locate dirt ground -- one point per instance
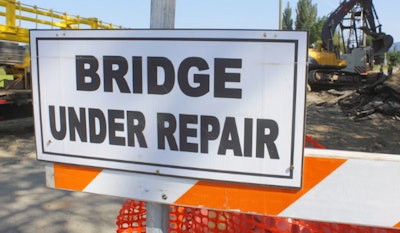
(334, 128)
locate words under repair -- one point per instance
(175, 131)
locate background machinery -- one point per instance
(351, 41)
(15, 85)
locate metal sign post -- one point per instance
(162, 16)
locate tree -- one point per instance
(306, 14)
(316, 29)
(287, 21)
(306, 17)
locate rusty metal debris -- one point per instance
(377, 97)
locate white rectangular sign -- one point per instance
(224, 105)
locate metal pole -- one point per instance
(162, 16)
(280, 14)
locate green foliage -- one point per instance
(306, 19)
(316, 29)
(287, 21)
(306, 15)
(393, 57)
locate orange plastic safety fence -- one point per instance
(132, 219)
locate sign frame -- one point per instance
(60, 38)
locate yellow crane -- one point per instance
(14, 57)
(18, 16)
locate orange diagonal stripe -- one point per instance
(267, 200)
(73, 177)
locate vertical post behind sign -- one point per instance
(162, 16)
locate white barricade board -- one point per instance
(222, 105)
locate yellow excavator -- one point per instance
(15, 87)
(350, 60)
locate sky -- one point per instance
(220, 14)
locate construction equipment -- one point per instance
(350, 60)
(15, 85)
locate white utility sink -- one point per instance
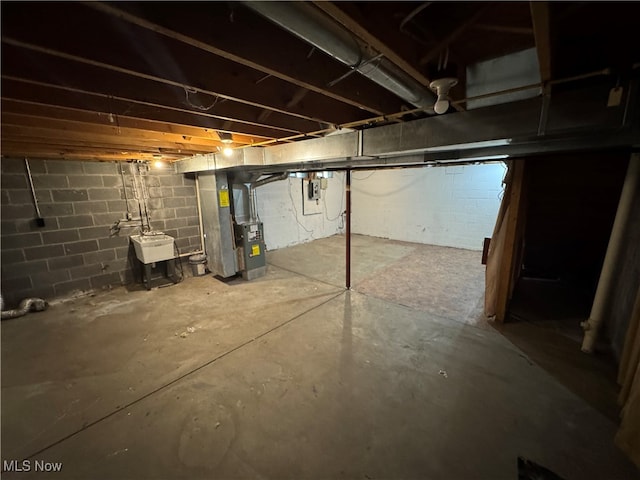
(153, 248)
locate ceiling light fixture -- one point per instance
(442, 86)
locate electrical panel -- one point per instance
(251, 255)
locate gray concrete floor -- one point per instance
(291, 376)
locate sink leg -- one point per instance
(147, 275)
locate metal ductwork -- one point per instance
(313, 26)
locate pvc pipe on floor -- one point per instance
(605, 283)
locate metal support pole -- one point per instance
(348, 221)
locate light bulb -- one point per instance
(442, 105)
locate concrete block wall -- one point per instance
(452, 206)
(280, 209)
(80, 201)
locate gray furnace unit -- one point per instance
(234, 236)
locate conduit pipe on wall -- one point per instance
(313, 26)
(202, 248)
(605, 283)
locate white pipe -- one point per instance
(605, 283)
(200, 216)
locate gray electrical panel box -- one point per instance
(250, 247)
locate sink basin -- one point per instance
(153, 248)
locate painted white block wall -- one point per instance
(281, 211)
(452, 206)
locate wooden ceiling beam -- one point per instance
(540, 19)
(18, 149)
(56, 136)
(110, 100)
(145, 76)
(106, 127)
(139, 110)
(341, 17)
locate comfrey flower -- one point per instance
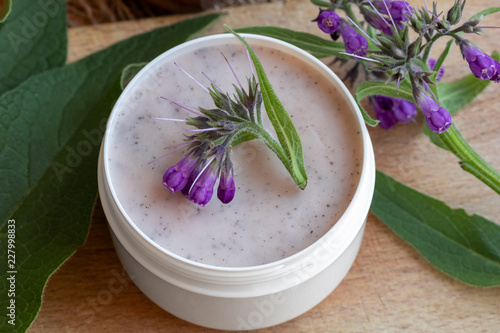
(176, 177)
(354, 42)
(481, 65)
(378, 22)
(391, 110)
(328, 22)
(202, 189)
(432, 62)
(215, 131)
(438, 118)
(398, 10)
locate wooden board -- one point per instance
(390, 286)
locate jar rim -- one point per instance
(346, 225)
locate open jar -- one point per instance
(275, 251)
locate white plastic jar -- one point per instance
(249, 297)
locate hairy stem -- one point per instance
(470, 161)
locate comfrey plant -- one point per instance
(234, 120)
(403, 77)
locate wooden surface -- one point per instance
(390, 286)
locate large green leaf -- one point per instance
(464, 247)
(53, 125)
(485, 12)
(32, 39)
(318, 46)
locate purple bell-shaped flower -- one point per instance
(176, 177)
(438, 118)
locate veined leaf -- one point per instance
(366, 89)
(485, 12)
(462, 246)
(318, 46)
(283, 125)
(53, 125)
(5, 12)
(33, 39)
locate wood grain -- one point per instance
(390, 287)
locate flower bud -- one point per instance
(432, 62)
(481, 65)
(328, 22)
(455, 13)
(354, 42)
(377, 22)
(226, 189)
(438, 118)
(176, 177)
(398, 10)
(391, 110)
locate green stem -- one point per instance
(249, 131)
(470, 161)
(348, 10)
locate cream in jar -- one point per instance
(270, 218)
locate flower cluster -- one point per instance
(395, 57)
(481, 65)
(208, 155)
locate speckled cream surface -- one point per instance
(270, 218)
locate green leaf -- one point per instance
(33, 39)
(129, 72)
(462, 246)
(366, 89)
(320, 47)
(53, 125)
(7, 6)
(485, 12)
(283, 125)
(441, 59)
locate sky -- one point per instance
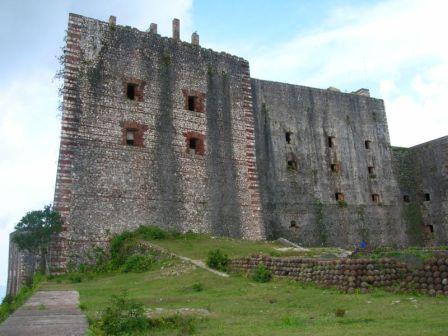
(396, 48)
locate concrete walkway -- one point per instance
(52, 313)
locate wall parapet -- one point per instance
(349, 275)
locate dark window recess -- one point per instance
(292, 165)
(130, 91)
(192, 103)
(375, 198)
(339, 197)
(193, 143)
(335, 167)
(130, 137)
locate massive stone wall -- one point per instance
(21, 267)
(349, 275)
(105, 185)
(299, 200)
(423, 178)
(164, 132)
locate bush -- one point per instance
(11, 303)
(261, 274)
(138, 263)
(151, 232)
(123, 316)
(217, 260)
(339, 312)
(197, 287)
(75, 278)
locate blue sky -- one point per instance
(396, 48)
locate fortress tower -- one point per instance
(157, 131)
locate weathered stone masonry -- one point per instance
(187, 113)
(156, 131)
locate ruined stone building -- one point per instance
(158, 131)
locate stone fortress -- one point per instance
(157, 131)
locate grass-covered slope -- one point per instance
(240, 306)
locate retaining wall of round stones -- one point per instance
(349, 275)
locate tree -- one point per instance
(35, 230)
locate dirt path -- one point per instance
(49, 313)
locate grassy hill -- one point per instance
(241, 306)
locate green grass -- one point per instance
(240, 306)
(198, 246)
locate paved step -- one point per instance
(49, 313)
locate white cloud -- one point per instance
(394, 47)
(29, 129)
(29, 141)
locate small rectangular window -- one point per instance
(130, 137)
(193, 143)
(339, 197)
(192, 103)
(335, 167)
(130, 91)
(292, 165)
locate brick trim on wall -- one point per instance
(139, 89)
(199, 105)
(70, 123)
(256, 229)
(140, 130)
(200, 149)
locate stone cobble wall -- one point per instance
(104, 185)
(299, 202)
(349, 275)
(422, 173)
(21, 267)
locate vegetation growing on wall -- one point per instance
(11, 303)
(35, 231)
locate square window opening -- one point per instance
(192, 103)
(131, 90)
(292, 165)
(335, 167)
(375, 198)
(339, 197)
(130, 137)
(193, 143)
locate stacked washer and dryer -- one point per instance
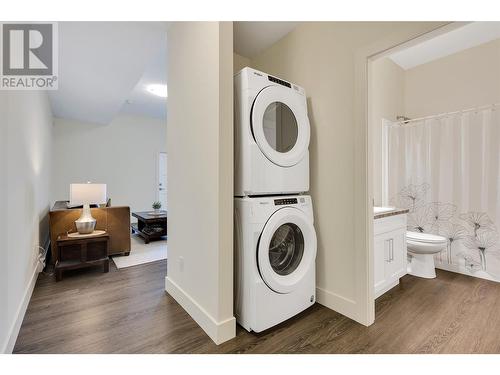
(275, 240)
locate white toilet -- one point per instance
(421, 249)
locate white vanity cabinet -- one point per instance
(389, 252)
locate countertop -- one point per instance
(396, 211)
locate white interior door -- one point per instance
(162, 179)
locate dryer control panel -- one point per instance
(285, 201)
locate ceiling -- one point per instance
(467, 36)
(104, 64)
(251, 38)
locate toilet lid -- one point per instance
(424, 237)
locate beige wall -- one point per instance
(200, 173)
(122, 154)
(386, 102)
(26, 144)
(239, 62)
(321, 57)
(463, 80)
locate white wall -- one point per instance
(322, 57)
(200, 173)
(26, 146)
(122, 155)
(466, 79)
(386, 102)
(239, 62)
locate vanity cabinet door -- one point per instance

### Exercise goal
Print, exactly as they appear above, the lines running from the one with "locate toilet lid -- one point per instance" through the final line.

### Task response
locate toilet lid -- one point per instance
(424, 237)
locate beige wall -- one point per instance
(200, 173)
(122, 154)
(386, 102)
(26, 144)
(239, 62)
(321, 57)
(463, 80)
locate white wall -- one point per instance
(322, 57)
(200, 173)
(26, 146)
(122, 155)
(466, 79)
(386, 102)
(239, 62)
locate vanity cabinet door -- one point per instance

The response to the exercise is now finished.